Source records
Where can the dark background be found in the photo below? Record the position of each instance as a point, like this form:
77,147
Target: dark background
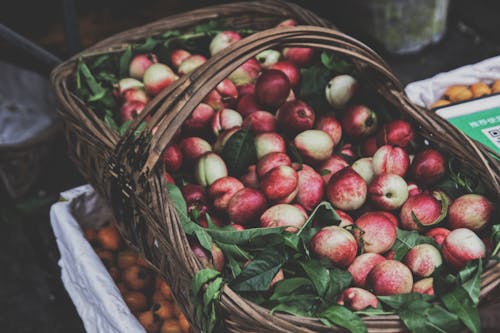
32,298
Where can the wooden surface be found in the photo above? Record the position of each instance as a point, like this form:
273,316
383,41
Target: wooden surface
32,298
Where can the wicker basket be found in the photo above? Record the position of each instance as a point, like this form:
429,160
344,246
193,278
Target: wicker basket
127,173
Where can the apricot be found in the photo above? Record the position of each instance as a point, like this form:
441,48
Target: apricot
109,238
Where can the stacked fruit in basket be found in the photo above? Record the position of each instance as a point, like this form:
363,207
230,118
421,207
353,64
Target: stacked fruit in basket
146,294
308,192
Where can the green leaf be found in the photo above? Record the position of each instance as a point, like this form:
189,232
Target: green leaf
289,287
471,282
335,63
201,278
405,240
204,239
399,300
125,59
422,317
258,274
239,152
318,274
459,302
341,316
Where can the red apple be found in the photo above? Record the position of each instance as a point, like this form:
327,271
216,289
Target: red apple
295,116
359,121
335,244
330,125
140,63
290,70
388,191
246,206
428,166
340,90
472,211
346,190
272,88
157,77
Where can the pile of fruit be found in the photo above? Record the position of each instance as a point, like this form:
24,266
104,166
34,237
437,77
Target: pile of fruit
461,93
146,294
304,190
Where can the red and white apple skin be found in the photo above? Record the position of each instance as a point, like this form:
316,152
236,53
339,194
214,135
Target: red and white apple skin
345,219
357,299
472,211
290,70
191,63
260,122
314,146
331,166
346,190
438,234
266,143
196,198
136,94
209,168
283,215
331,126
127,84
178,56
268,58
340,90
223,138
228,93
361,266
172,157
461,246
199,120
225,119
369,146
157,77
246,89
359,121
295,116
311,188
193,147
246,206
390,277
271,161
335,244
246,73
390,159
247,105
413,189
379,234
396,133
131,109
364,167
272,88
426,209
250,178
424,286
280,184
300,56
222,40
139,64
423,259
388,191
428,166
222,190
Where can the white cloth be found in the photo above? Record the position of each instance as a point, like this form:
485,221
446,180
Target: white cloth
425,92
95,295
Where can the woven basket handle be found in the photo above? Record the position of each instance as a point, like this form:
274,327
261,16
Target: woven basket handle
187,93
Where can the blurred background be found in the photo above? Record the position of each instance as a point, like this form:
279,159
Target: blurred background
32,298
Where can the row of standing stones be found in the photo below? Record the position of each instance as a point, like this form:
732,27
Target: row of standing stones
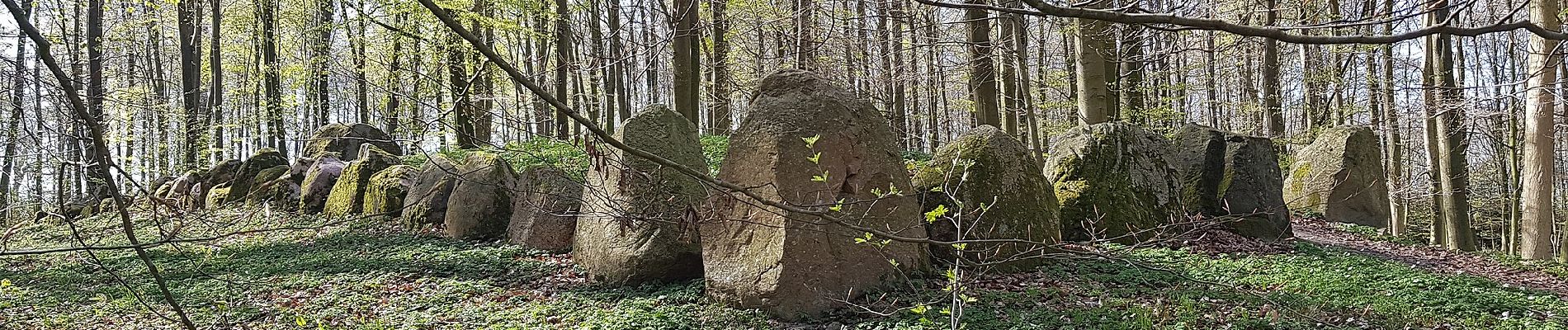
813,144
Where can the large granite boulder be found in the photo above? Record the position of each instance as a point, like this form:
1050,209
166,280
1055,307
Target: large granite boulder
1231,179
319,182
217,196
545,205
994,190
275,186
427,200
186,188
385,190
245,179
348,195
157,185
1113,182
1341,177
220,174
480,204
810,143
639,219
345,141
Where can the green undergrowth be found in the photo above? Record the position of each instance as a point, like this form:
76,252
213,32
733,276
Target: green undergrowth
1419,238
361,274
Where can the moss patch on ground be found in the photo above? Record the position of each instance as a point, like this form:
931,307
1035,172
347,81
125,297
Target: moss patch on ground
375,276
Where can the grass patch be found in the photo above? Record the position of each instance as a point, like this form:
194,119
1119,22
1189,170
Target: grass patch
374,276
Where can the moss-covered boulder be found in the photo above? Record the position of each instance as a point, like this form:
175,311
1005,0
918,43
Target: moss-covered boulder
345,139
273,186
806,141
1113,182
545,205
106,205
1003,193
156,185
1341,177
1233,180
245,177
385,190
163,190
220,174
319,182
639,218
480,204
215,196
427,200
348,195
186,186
* * *
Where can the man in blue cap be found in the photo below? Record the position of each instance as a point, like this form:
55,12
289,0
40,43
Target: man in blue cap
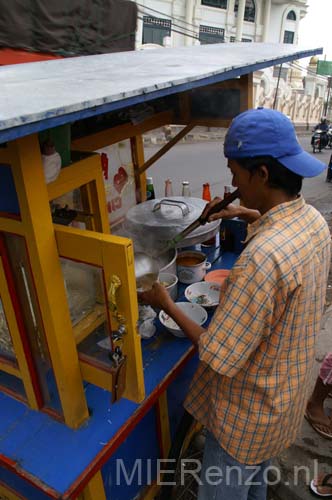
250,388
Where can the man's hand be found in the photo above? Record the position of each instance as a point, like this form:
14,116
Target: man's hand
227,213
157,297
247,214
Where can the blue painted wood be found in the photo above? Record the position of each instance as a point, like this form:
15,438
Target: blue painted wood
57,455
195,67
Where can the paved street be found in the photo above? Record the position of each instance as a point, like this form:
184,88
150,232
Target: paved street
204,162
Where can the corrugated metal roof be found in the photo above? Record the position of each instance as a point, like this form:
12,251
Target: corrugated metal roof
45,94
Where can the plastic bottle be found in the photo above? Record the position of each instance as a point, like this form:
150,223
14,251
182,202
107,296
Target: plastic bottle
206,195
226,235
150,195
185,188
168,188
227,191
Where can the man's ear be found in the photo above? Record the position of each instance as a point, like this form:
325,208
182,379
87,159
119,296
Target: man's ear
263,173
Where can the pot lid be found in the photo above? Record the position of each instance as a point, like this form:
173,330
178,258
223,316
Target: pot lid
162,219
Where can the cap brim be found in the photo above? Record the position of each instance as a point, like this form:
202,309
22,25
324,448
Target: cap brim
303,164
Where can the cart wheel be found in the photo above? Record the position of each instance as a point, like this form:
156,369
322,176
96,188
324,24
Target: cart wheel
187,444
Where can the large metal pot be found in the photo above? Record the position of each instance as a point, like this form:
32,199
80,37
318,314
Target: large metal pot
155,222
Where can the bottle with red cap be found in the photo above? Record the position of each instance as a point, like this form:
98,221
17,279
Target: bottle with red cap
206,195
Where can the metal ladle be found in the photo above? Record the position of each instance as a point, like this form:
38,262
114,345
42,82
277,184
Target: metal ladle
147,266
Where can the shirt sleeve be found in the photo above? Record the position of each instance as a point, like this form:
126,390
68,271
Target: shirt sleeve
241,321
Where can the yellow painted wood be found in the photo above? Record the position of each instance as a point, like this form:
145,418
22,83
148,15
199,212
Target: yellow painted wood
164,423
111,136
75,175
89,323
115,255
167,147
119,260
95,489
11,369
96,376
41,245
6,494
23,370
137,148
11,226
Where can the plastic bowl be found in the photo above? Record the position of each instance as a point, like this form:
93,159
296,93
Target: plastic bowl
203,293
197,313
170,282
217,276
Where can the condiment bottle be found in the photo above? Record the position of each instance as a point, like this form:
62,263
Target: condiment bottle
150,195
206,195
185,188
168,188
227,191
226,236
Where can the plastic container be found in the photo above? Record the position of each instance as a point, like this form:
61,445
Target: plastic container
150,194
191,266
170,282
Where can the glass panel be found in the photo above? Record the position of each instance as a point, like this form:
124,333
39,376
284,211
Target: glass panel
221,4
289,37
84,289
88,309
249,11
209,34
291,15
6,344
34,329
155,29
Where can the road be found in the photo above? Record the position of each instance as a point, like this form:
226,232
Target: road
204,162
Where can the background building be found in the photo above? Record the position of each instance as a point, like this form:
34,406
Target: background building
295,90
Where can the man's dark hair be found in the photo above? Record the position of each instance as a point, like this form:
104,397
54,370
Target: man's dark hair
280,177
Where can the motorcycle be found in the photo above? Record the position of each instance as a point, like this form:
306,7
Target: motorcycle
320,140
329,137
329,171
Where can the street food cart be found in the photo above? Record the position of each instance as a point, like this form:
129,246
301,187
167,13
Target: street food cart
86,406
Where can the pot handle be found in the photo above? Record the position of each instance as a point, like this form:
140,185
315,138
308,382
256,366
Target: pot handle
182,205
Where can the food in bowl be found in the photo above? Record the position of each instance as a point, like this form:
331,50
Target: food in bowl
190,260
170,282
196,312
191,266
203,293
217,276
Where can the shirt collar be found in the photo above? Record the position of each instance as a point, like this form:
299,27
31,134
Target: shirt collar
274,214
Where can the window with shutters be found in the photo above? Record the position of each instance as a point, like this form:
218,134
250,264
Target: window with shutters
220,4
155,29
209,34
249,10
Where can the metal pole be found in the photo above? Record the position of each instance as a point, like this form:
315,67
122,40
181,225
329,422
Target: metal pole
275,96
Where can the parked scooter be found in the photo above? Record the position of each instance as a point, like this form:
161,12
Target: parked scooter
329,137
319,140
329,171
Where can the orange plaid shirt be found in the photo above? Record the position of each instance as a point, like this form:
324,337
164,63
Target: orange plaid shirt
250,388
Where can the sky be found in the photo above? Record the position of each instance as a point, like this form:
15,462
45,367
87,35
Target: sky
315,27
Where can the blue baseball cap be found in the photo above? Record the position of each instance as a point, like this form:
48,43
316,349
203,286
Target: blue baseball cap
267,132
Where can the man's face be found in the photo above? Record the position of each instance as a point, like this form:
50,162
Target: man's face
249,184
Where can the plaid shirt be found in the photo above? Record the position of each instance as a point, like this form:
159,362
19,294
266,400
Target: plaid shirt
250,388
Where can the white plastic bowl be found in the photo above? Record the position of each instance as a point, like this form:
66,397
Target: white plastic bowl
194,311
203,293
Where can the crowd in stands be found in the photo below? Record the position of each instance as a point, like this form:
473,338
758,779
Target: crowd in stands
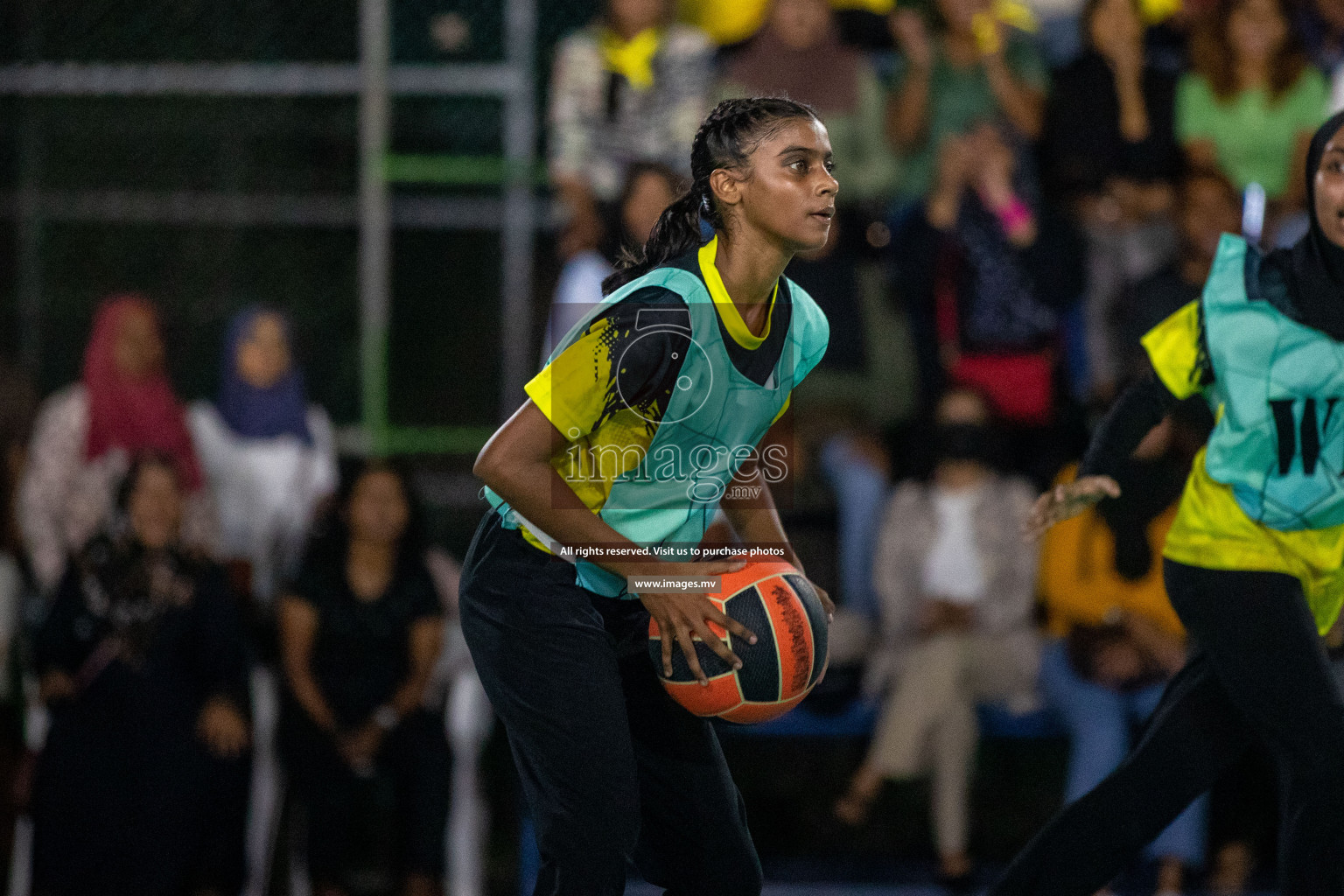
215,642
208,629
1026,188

Task statement: How many lines of the material above contain the word "stands"? Give only the number.

Response: 2